Work item>
Only the lines from the one with "Query: door frame" to the end of the data below should be given again, exactly as written.

[Collected data]
============================================================
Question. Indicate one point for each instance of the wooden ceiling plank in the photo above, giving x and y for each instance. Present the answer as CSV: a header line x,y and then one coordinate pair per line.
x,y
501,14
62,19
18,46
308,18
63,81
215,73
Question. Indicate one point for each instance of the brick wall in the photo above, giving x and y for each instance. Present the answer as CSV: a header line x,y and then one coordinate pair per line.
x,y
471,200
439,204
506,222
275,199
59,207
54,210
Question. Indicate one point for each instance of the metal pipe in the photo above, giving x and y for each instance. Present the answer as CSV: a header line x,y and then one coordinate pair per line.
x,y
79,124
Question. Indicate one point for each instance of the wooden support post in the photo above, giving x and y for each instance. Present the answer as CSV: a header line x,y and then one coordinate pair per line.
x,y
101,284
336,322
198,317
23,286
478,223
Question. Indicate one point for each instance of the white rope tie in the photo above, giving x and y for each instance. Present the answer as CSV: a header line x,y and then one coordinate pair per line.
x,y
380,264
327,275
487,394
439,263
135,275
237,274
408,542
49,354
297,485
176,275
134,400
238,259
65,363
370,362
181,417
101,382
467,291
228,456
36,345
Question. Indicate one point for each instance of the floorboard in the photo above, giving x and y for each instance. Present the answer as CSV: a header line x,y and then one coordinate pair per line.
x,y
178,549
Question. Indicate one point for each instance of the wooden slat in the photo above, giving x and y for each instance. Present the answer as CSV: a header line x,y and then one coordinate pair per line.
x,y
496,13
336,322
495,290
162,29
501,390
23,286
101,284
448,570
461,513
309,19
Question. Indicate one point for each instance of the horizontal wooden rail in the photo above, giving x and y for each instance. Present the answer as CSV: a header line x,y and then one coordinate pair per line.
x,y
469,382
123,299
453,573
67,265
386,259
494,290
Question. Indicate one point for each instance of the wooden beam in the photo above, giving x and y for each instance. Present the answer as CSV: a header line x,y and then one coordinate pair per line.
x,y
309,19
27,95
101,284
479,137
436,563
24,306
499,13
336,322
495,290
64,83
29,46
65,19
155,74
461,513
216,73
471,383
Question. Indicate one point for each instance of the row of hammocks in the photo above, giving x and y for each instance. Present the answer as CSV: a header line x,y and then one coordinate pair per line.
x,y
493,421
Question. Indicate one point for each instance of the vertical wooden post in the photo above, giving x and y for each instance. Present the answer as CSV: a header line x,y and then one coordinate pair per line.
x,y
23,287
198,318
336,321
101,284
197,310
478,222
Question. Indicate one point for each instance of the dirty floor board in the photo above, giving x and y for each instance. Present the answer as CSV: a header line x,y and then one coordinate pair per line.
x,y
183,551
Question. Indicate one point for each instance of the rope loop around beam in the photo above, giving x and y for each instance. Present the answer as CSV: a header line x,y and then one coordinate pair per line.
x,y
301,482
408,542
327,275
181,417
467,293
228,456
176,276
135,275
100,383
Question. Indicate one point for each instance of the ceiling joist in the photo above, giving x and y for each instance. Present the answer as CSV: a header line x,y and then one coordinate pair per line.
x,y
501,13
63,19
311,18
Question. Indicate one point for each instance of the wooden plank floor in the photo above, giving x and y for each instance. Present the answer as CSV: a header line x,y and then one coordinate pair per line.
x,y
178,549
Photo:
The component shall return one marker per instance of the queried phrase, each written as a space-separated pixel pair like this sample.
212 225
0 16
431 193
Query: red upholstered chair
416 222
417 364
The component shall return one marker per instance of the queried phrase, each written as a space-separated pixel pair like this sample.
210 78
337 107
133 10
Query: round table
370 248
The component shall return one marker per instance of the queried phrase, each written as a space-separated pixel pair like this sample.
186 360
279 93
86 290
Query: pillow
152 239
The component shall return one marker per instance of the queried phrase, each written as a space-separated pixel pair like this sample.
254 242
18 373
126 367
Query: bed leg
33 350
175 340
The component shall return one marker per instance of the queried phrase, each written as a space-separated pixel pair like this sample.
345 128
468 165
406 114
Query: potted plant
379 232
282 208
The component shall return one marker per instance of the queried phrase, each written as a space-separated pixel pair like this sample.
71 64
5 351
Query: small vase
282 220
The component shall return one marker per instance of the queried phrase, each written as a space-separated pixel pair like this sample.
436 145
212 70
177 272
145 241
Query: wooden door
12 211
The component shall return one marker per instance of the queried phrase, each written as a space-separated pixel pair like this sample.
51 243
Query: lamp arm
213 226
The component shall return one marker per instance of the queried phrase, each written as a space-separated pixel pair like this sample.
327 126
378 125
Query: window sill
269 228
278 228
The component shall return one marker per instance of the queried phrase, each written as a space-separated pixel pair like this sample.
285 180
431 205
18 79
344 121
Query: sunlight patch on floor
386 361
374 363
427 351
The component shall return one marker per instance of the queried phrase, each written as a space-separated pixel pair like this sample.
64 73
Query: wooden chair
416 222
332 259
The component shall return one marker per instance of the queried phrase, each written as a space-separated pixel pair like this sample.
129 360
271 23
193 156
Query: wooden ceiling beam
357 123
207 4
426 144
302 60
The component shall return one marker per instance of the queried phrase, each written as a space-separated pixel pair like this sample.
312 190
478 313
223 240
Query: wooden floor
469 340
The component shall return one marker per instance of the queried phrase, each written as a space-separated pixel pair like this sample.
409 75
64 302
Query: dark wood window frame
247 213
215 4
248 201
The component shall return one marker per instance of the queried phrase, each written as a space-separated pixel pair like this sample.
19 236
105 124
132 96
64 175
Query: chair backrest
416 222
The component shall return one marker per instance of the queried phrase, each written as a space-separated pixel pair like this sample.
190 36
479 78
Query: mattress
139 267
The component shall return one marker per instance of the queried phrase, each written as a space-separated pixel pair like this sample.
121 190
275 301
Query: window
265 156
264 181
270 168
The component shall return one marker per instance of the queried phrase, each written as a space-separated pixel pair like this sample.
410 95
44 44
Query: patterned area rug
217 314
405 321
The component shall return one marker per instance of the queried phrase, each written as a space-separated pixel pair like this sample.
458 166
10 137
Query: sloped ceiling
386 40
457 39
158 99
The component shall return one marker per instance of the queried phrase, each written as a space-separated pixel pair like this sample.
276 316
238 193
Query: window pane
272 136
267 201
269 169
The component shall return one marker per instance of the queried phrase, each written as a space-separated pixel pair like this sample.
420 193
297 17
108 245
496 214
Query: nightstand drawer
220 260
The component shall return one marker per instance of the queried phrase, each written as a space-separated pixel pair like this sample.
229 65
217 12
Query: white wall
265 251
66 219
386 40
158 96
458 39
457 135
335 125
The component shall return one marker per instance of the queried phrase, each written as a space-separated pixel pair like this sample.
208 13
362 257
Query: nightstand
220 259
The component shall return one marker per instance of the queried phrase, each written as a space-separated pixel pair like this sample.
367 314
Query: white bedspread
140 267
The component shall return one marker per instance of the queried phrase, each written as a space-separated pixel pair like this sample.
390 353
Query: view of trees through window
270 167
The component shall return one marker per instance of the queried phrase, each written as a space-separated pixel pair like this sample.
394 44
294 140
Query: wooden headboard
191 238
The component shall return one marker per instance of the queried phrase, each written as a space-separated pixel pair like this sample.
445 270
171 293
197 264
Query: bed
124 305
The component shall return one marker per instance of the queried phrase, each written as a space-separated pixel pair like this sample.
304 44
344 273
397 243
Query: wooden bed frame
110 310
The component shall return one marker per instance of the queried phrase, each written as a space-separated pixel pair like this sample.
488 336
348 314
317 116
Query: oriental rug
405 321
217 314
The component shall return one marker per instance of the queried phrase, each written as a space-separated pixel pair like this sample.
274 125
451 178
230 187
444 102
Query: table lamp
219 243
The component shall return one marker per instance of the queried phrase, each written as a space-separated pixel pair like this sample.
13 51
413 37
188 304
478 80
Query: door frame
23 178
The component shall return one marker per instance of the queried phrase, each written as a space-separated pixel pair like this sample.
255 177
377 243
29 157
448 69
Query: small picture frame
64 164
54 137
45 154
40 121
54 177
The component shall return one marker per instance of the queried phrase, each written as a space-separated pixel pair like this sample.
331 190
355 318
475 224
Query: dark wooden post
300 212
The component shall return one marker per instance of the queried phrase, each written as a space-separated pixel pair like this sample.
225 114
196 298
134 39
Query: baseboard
============================================================
Response>
Query: door frame
23 178
The component shall return one marker per instance of the queried phrase, each written as a space-separated pixel pair like this sample.
255 177
377 243
29 157
448 69
Query: small picture frame
64 164
54 137
45 154
40 121
54 177
The component shall return one marker per instance of the queried phrase, each written as a space-separated pixel pair like this sample.
331 190
355 318
475 224
Query: dark wooden post
300 212
The component shall return one marker per instance of the queried phrase, each written as a space-separated pixel pair like this sample.
225 114
196 298
134 39
Query: baseboard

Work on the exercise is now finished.